» **WORK REQUIRED**: Convert the lines from the one containing "target: sky" through the one containing "[[[0,136],[397,105],[666,120],[666,0],[2,0]]]" into a two-column CSV with the columns request and outline. Each row holds one request's text and its answer, each in a single quoted field with line breaks replaced by spaces, and the pictures are omitted.

» **DATA ROWS**:

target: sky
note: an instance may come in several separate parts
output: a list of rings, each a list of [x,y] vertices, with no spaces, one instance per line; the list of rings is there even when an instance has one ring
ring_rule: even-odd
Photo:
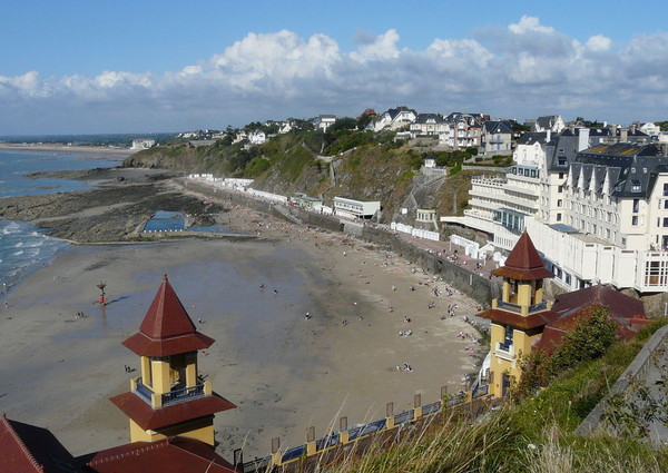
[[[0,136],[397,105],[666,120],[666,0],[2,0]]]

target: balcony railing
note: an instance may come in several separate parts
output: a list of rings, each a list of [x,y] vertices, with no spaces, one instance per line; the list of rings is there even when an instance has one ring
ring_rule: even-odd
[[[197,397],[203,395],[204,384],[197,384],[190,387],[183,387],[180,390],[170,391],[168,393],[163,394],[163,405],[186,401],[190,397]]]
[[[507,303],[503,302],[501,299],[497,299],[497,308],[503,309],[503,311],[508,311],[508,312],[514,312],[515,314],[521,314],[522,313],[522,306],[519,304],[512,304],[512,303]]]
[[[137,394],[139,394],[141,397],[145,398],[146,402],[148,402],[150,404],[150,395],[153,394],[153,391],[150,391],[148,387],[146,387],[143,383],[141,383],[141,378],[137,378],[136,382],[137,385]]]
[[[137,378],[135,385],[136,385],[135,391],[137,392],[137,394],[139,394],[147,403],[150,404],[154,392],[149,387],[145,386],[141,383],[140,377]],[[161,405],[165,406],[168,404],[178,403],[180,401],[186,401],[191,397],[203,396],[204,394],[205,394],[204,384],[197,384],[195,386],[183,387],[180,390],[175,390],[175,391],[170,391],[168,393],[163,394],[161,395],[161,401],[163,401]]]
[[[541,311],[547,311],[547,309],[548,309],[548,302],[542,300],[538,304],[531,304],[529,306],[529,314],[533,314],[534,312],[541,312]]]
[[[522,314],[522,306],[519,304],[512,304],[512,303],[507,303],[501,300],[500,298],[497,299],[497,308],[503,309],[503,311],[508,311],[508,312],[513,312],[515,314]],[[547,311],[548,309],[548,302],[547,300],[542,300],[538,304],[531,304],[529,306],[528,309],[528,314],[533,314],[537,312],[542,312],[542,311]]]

...

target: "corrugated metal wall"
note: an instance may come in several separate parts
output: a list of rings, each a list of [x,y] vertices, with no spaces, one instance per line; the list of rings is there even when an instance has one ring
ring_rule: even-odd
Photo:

---

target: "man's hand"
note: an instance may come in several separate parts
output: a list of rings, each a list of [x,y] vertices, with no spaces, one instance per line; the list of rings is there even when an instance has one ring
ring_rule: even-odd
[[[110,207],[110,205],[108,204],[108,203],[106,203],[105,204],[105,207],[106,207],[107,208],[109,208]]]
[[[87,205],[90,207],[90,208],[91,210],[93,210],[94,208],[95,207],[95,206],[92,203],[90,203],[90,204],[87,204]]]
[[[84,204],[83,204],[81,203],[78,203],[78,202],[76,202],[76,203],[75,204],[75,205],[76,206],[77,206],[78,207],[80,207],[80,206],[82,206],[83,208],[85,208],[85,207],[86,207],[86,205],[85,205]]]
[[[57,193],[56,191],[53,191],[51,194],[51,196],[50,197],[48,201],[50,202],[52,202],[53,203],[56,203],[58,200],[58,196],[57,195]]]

» **COMPLETE RESPONSE**:
request,outline
"target: sky note: an instance may come in several separate parts output: a list of rings, each a list of [x,y] vertices, with no spaces, one instance per line; the list of rings is there even when an instance has one ring ring_rule: even-odd Photo:","[[[0,136],[397,105],[666,120],[666,0],[2,0]]]"